[DATA FOR THE TASK]

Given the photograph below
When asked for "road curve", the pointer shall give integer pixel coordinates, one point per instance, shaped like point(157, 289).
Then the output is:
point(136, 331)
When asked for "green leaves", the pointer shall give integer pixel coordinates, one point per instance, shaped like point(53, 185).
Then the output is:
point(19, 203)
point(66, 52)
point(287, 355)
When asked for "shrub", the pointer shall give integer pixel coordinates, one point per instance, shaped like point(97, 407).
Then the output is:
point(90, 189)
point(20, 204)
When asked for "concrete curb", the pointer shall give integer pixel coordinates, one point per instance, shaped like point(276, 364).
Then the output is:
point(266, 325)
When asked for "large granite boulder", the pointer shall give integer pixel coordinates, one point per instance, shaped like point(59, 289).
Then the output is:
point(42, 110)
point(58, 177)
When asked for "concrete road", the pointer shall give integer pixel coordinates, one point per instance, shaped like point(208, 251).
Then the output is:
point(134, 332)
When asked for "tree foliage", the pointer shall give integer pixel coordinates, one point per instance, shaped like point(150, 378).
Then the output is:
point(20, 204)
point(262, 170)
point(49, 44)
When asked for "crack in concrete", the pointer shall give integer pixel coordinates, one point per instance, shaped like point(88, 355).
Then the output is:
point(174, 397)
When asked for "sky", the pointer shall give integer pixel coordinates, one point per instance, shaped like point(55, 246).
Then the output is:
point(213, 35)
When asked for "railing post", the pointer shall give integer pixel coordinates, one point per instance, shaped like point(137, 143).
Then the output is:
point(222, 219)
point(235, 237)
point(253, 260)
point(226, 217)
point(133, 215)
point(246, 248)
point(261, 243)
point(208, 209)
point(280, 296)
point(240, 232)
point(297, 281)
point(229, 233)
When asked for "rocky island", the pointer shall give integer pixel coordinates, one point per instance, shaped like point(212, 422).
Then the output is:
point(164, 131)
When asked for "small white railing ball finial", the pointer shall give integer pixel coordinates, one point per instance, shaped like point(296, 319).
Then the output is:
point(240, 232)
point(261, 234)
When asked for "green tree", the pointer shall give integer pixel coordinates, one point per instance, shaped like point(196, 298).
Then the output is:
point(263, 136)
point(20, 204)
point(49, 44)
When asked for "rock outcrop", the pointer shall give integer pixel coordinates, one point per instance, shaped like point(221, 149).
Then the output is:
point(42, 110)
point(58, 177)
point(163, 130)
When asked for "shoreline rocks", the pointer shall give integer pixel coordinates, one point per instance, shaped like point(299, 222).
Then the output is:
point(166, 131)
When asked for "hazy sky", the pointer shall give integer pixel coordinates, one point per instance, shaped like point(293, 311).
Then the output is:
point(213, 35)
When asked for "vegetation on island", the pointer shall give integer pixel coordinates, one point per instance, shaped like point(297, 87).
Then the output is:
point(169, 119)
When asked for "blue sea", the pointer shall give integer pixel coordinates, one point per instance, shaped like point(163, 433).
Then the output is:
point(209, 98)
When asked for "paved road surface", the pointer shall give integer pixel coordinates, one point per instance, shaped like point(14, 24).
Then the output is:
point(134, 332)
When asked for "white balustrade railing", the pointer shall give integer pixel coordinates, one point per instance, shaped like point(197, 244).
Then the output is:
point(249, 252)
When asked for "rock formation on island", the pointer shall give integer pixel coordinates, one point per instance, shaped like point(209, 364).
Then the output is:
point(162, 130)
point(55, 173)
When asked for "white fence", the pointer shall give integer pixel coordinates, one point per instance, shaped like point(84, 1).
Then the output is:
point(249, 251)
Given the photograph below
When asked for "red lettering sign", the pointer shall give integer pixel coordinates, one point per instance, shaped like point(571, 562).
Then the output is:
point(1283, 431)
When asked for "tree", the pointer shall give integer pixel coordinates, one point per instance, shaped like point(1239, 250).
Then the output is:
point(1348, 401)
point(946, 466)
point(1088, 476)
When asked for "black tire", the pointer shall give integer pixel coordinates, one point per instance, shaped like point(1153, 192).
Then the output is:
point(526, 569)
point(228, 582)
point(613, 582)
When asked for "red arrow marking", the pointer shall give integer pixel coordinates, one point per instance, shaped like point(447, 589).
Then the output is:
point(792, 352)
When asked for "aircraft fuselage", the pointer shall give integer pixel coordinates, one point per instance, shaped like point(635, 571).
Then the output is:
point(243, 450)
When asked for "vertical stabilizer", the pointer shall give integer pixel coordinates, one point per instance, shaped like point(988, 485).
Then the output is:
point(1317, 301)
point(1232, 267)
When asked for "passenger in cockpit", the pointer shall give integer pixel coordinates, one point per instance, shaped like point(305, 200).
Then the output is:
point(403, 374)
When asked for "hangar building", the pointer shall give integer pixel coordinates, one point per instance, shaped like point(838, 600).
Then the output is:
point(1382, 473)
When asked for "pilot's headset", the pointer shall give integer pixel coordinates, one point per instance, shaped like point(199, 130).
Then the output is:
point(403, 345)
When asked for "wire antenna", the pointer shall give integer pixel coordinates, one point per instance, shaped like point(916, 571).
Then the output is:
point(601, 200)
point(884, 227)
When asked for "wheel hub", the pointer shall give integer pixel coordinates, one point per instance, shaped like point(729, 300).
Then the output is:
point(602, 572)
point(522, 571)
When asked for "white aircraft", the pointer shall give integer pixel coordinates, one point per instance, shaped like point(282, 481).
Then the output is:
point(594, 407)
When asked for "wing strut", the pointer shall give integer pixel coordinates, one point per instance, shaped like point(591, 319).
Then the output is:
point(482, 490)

[/DATA FOR THE TASK]
[DATA FOR THE TASK]

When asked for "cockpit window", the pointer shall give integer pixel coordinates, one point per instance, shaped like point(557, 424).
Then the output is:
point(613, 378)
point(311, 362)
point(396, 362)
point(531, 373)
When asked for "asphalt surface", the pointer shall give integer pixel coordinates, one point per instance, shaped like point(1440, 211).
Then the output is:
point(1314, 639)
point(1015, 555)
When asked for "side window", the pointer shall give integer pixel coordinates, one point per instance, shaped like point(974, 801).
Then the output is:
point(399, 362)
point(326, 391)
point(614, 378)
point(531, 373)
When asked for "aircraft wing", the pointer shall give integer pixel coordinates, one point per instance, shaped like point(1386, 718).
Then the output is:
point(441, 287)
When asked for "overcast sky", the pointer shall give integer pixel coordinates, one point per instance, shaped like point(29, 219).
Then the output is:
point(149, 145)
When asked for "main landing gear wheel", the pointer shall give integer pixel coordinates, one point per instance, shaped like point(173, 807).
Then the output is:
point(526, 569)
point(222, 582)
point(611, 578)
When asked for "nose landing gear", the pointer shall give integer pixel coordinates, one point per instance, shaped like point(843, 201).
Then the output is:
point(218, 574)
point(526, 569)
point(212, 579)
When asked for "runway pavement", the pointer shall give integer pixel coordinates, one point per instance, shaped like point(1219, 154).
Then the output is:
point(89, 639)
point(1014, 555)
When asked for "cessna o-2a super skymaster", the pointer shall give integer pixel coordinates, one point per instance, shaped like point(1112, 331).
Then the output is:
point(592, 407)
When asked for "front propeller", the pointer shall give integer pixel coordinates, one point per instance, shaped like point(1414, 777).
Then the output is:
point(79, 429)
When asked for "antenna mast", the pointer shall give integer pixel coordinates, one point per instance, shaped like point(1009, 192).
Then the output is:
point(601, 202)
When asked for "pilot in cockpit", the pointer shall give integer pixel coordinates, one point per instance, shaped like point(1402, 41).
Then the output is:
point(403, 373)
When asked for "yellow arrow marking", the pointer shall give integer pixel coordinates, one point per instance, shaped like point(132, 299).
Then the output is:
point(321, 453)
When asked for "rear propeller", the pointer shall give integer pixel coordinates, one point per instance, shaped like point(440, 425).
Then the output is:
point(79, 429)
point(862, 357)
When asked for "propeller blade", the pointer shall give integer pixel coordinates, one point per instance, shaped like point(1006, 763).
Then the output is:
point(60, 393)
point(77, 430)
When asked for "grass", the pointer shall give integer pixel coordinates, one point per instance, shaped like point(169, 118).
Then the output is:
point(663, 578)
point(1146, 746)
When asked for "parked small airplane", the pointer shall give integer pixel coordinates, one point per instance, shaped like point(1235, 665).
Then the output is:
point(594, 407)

[/DATA FOR THE TASK]

Locate the word "antenna" in the records above, and return each line that has it.

- _RESPONSE TO THIS EXERCISE_:
When asked for "wire antenna", the pointer shall give integer pixel coordinates, one point per instance, shaped like point(916, 571).
When asked for "antenna mast", the pointer shall give integer pixel coordinates, one point per instance, shaped like point(1009, 192).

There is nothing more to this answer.